-- GIVEN REQUEST A --
Answer these questions using the passage on single-point refutable specifications:
(i) According to Lemma 3, what else is a specification if it is single-point refutable?
(ii) What can any set of input-output samples be written as?
(iii) What hypothesis function is given as an example in the second bullet?

We can show that single-point refutable specifications are single-point definable, which we formalize below (a proof can be found in [23]).

Lemma 3

If a specification \(\forall \vec {x}.~ \psi (f,\vec {~x~}\!)\) is single-point refutable, then it is single-point definable.

In the following, we list some examples and non-examples of single-point refutable specifications in the first-order theory of arithmetic:

  • \(f(15,23)=19 \wedge f(90,20)=91 \wedge \ldots \wedge f(28,24)=35\).

    More generally, any set of input-output samples can be written as a conjunction of constraints that forms a single-point refutable specification.

  • \(\forall x. ( f(0)=0 \wedge f(x\!+\!1)=f(x)+1\) is not a single-point refutable specification thought it is single-point definable. Given a hypothesis function (e.g., \(H(i)=0\), for all i), the formula \(f(x\!+\!1)=f(x)\) evaluates to false, but this involves the definition of f on two inputs, and hence we cannot isolate a single input on which the function H is incorrect. (In evaluating the isolated transformation of the specification parameterized with \(b=F\), at least one of \(f(x\!+\!1)\) and f(x) will evaluate to \(\bot \) and hence the whole formula never evaluate to false.)

(Records from a dataset)
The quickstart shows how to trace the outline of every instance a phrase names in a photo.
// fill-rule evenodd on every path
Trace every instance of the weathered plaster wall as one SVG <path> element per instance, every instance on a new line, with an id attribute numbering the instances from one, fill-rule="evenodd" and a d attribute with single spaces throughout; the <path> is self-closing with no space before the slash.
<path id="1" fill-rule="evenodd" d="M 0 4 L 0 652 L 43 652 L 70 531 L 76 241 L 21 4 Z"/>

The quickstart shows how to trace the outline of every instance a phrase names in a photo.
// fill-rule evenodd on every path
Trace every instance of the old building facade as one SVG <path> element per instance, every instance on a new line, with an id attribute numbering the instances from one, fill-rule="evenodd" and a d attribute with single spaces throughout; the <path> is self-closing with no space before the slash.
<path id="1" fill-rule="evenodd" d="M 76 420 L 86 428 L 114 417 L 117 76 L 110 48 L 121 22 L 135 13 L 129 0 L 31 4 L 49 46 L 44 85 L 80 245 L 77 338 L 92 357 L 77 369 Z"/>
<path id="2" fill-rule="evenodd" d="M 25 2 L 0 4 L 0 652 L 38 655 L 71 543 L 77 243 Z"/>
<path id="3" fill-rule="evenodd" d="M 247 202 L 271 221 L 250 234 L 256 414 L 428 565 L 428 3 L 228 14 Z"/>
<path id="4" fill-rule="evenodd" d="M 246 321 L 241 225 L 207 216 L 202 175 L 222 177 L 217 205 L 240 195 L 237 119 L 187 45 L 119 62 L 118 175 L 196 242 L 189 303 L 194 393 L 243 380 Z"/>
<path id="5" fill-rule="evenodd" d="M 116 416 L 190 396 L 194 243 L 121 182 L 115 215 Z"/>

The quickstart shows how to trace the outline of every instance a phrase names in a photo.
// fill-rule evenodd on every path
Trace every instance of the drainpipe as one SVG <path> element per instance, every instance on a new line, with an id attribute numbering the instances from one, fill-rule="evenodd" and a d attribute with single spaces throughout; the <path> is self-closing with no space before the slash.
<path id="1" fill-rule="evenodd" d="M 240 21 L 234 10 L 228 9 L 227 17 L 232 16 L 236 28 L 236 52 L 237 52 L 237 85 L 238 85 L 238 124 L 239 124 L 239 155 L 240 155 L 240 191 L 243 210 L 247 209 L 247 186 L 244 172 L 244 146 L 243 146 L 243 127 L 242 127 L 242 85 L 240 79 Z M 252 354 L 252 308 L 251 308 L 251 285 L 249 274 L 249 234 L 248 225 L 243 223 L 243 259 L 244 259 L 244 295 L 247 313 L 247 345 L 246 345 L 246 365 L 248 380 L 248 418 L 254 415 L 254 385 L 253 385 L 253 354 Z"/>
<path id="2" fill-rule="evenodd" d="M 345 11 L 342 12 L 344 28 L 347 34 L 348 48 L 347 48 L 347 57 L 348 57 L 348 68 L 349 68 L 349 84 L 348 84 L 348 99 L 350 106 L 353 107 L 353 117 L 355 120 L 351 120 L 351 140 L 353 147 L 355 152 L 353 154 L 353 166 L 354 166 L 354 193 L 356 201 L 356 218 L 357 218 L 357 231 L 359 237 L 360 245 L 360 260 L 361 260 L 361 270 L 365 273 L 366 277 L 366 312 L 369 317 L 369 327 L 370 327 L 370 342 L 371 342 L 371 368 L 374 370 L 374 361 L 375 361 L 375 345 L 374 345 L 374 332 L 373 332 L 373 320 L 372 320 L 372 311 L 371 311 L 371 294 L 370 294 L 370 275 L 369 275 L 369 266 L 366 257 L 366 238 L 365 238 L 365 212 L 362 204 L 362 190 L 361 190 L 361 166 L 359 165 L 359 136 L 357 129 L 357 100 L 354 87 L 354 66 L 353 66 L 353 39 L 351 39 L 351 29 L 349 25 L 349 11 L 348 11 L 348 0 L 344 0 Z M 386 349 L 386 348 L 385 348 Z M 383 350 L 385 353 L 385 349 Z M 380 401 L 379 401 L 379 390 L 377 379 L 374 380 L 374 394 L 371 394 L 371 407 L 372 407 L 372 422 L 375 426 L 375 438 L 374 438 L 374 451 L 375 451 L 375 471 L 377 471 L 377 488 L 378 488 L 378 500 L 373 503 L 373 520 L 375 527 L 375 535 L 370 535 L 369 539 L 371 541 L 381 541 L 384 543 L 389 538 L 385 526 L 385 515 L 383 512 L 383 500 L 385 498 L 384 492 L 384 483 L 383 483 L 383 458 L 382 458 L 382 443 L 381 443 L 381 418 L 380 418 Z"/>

-- GIVEN REQUEST B --
Write out the lines of the rows, starting with the first line of the rows and going on through the line with "652 L 43 652", with both of those lines included.

-- EXERCISE SOLUTION A --
(i) It is single-point definable.
(ii) A conjunction of constraints that forms a single-point refutable specification.
(iii) H(i)=0, for all i.

-- EXERCISE SOLUTION B --
The quickstart shows how to trace the outline of every instance a phrase names in a photo.
// fill-rule evenodd on every path
Trace every instance of the weathered plaster wall as one SVG <path> element per instance, every instance on a new line, with an id attribute numbering the instances from one, fill-rule="evenodd" and a d attribute with single spaces throughout; the <path> is self-closing with no space before the slash.
<path id="1" fill-rule="evenodd" d="M 0 4 L 0 652 L 43 652 L 70 531 L 76 241 L 21 4 Z"/>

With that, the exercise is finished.